:: What to produce ::
Without the pictures, give the entries below again exactly as written.
---+---
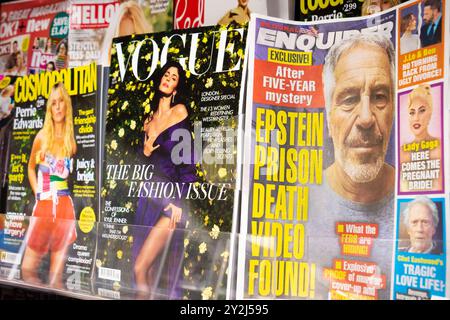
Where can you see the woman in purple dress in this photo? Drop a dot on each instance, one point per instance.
(166, 217)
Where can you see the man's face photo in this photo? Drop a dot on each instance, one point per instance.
(420, 227)
(427, 15)
(361, 112)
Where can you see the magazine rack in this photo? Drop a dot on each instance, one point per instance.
(204, 269)
(208, 264)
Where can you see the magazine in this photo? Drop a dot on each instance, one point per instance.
(422, 204)
(170, 169)
(197, 13)
(6, 119)
(307, 10)
(93, 25)
(334, 149)
(33, 36)
(49, 228)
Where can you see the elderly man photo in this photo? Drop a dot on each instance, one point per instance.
(431, 31)
(359, 97)
(421, 219)
(358, 184)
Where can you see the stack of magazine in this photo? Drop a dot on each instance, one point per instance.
(195, 150)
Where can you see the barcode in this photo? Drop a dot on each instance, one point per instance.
(109, 274)
(9, 257)
(108, 293)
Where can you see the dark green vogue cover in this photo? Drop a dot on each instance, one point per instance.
(169, 172)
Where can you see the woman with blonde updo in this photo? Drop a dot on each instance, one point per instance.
(52, 227)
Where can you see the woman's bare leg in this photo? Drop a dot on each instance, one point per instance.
(155, 242)
(30, 266)
(57, 262)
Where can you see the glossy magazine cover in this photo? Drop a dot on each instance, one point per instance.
(315, 10)
(169, 174)
(49, 228)
(319, 160)
(33, 36)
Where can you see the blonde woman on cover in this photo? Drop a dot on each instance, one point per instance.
(52, 228)
(129, 19)
(420, 110)
(408, 41)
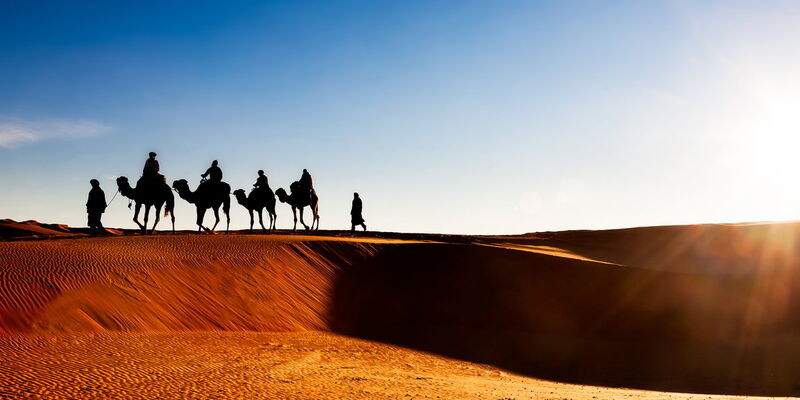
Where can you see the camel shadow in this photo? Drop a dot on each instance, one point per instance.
(569, 320)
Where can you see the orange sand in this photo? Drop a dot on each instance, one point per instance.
(699, 308)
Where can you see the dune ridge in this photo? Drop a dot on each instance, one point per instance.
(705, 309)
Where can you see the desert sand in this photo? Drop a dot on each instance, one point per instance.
(704, 311)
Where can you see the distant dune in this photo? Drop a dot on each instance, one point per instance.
(705, 308)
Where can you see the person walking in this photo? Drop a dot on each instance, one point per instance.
(96, 206)
(355, 214)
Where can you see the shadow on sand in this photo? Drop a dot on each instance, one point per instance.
(575, 321)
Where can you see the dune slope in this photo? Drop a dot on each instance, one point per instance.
(711, 310)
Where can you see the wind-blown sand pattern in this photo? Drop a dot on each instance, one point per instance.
(706, 309)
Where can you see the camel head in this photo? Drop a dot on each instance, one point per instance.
(124, 187)
(282, 196)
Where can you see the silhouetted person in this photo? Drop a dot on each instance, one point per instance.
(305, 184)
(96, 205)
(261, 181)
(151, 167)
(214, 173)
(355, 214)
(306, 181)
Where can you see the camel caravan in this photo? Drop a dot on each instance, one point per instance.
(152, 190)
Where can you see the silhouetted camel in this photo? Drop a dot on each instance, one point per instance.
(257, 200)
(297, 200)
(155, 195)
(205, 197)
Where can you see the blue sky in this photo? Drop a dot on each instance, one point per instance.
(447, 116)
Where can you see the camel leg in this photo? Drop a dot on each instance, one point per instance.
(136, 215)
(301, 219)
(261, 219)
(158, 218)
(146, 214)
(201, 212)
(216, 215)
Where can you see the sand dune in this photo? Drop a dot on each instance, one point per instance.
(706, 309)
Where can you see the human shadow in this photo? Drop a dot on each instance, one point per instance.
(572, 320)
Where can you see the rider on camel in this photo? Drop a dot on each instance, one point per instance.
(213, 173)
(261, 181)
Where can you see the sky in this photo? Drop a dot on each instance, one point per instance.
(479, 117)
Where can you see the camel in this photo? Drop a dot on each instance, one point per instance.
(149, 195)
(207, 196)
(296, 200)
(257, 200)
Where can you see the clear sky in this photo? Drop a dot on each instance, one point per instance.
(446, 116)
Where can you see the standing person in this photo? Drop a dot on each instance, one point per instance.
(261, 181)
(305, 181)
(214, 173)
(355, 214)
(306, 184)
(96, 206)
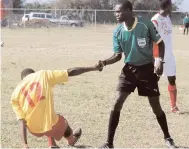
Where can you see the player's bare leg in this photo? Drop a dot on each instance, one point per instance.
(173, 93)
(72, 137)
(52, 143)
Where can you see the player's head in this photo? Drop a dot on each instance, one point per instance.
(26, 72)
(123, 10)
(166, 6)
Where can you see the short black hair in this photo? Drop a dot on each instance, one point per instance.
(126, 4)
(165, 3)
(26, 72)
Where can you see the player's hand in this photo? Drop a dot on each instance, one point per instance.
(100, 65)
(159, 68)
(25, 146)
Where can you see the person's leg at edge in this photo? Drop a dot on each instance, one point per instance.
(173, 93)
(72, 137)
(51, 142)
(114, 117)
(162, 120)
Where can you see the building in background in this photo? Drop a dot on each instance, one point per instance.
(5, 4)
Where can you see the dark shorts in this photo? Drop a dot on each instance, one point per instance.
(141, 77)
(187, 25)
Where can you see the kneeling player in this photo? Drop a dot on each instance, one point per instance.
(32, 102)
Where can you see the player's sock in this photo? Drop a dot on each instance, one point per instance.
(163, 124)
(51, 142)
(173, 95)
(113, 123)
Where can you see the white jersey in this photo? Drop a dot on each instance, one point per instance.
(164, 27)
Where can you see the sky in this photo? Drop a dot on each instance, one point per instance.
(183, 7)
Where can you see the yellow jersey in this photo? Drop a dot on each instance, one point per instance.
(32, 100)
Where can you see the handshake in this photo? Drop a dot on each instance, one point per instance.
(100, 65)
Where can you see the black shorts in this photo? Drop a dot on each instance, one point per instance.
(187, 25)
(141, 77)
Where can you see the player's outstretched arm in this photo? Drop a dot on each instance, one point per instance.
(23, 132)
(80, 70)
(113, 59)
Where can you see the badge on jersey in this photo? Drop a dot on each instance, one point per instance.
(141, 42)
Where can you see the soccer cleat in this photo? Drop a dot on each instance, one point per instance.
(77, 134)
(170, 143)
(54, 147)
(175, 110)
(107, 145)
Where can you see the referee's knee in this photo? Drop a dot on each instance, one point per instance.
(158, 111)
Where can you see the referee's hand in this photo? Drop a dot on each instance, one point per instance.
(159, 68)
(100, 65)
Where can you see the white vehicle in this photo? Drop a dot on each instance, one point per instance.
(40, 16)
(65, 20)
(25, 18)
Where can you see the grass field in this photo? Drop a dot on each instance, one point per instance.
(86, 100)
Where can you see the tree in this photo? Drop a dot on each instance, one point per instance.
(18, 3)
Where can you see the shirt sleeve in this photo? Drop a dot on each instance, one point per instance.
(16, 107)
(57, 76)
(116, 44)
(154, 33)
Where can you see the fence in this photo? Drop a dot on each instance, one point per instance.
(89, 17)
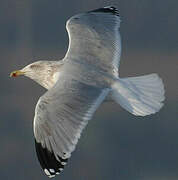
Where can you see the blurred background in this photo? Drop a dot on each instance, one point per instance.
(115, 145)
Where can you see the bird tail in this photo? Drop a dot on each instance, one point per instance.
(141, 95)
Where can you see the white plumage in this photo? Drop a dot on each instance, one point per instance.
(79, 83)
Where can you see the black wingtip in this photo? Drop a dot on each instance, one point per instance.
(48, 161)
(109, 9)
---+---
:: Answer for the task ::
Where can you see the woman in purple dress in this photo? Drop a dot on each instance, one point per instance.
(166, 217)
Where can you see the man's face photo in this photo? Drop a dot on each instance, one point per instance.
(420, 227)
(427, 15)
(361, 112)
Where can you see the magazine rack in this photo? Drop a dot on each instance, one point per instance.
(204, 269)
(208, 264)
Where can you see the magazine in this photo? Drop a dot on each instance, one point per instance.
(422, 204)
(170, 169)
(197, 13)
(6, 119)
(307, 10)
(93, 25)
(334, 149)
(33, 36)
(49, 228)
Where can you see the elderly man photo in this photo? Drop a dot on each instance, one point per instance.
(431, 31)
(359, 97)
(421, 219)
(358, 184)
Where can you see the stack of magazine in this photo? Drop a dot on each instance, one point per instance.
(195, 150)
Where can you see the barcode in this photo? Drop a dot on each instance, one point per instance.
(109, 274)
(9, 257)
(108, 293)
Where can you see the dark green vogue cover in this photo? Drop a dot on each instance, one point per instance.
(169, 172)
Where can you see the woman with blonde updo in this photo? Drop a dot on each instance, one point per instance.
(52, 227)
Where can you see the woman's bare leg in this photo? Drop a dot on each instance, one point per instance.
(155, 242)
(30, 266)
(57, 262)
Where can you see the glossy magazine cover in this photo? Drop a dot on each instance, one point per instance.
(315, 10)
(169, 174)
(49, 228)
(319, 160)
(33, 36)
Where can you see the blonde woman on cover in this photo? Drop a dot on each instance, one point per instance.
(52, 228)
(129, 19)
(420, 110)
(408, 41)
Where can you see the camel shadow in this photo? Drop a dot on each instance, one point per instance.
(569, 320)
Where can you see the orange sand in this photo? Drop a dot on each instance, one point per instance.
(699, 308)
Where can you see the dune ridge in this photo? Drop a dot on each instance, one point per instance.
(705, 309)
Where can you see the desert sand in this photo? Drop a dot on each instance, one point per instance.
(704, 311)
Where can you see the distant dune in this photo? Drop a dot on each instance, one point per instance.
(705, 308)
Where can you see the person walking in this photo? Drop a dot on each instance, one point per instance.
(96, 206)
(355, 214)
Where can you see the shadow on sand in this photo? Drop a dot on each instance, one point per instance.
(575, 321)
Where can you see the dune slope in this photo? Drop a dot on each instance, one point per instance.
(711, 310)
Where can you see the wind-blown sand pattern in this photo? Drop a dot on each instance, one point per instance.
(706, 309)
Where can you see the camel head in this photo? Drop a dot on each instance, one point per instance.
(124, 187)
(282, 196)
Where can you see the silhouetted person in this photo? Drop a dot on each instance, one point per instance.
(305, 184)
(96, 205)
(261, 181)
(151, 167)
(214, 173)
(355, 214)
(306, 181)
Where can you see the camel caravan in this photo? Drop a dot on each instance, one point per instance.
(152, 190)
Where can you see the silhouetted camel in this photo? Drop a dot on each instance, one point per instance.
(257, 200)
(297, 200)
(155, 195)
(205, 197)
Where can you see the blue sky in this photo? Drop a dot on each instance, one point per instance.
(447, 116)
Where can you see the camel leg in this photo? Drop a dot on each instance, one point per instance.
(136, 215)
(301, 219)
(261, 219)
(158, 218)
(146, 214)
(201, 212)
(216, 215)
Where can you see the sand dune in this photo? Drop a dot on each instance, one point per instance.
(706, 309)
Where can you see the human shadow in this photo? Drop a dot on each instance, one point per instance.
(572, 320)
Where can you see the rider on camel in this photo? Drop a dot on each instance, one point per instance.
(213, 173)
(261, 181)
Where can you see the sky in this photo? Drop a dot on each instance, one point per instance.
(479, 117)
Where can you see the camel in this photo? Drop a dot on each instance, one point per instance.
(149, 195)
(207, 196)
(296, 200)
(257, 200)
Where can you see the clear sky in this photo? Drop a dot on each instance, one point per instance.
(446, 116)
Where can you see the standing person in this photo? Drop a dot on each instance, one point per instance.
(261, 181)
(305, 181)
(214, 173)
(355, 214)
(306, 184)
(96, 206)
Where can you see the player's bare leg in this photo? Drop a dot on each instance, one point per instance.
(173, 93)
(72, 137)
(52, 143)
Where can you see the player's head in this photo? Drop a dot on each instance, one point per instance.
(26, 72)
(123, 10)
(166, 6)
Where can you see the short black hair in this photo? Drop a dot on each instance, one point per instance.
(126, 4)
(165, 3)
(26, 72)
Where can you see the player's hand in this photo? Drop a dot on each instance, one point per instance.
(100, 65)
(159, 68)
(25, 146)
Where can you see the person's leg at edge in this photo? Drop a dot on each instance, one point per instance.
(173, 93)
(72, 137)
(51, 142)
(114, 117)
(162, 120)
Where can you see the building in background in this photo? Drop a dot on each instance, one point per instance.
(5, 4)
Where can you see the dark shorts in this photo? Drop a dot on each instance, one point per instance.
(141, 77)
(187, 25)
Where can you see the kneeling player in this photo? Drop a dot on each instance, one point per instance.
(32, 102)
Where can you see the player's sock in this photo? Drop a dot on each instance, one point per instance.
(163, 124)
(51, 142)
(173, 95)
(113, 123)
Where can you see the white jersey in this photo? Drop a dot on each instance, one point per instance.
(164, 27)
Where can you see the sky in this photo? Drop a dot on each instance, one point per instance.
(183, 7)
Where can you see the yellow jersey in this photo? Drop a dot on each instance, one point per instance.
(32, 100)
Where can you see the handshake in this photo? Drop a dot on each instance, one point per instance.
(100, 65)
Where can you see the black shorts in this photo? Drop a dot on each instance, one point per instance.
(187, 25)
(141, 77)
Where can you see the player's outstretched arm in this photo? Drop a dot on each instance, one point per instance.
(23, 132)
(80, 70)
(113, 59)
Where can you see the badge on jersey in this photo? Drop a dot on each instance, one point per instance.
(141, 42)
Where can you see the soccer cleat in this photo? Drop a dot on each instance, one point per instance.
(77, 134)
(170, 143)
(54, 147)
(175, 110)
(107, 145)
Where can you see the referee's knee in this photo? Drop a dot on each instance, one point per instance.
(158, 111)
Where can you see the referee's hand in this photo? Drop a dot on each instance, one point per instance.
(159, 68)
(100, 65)
Where can you see the white vehicle in this photo? Drop a dot on each instance, one point per instance.
(40, 16)
(65, 20)
(25, 18)
Where can you see the grass field in this photo? Drop a dot on each instance, one point per instance.
(86, 100)
Where can you see the tree in this photo? Drop a dot on each instance, one point per instance.
(18, 3)
Where can you see the shirt sleeve in this photo? Drop a dot on each instance, one point per instance.
(16, 107)
(57, 76)
(116, 44)
(154, 33)
Where can you see the fence in this photo? Drop a dot on each instance, one point per instance.
(89, 17)
Where can you see the blurred background in this photo? Drop a dot on each instance, one point per instance.
(115, 145)
Where can you see the bird tail in this photo? Drop a dot on each instance, one point per instance.
(141, 95)
Where can you see the white plumage in this photo? Drop a dot on each instance, one point per instance.
(79, 83)
Where can you see the black wingtip in this photo? Drop a dot on each instance, one point per instance.
(48, 161)
(109, 9)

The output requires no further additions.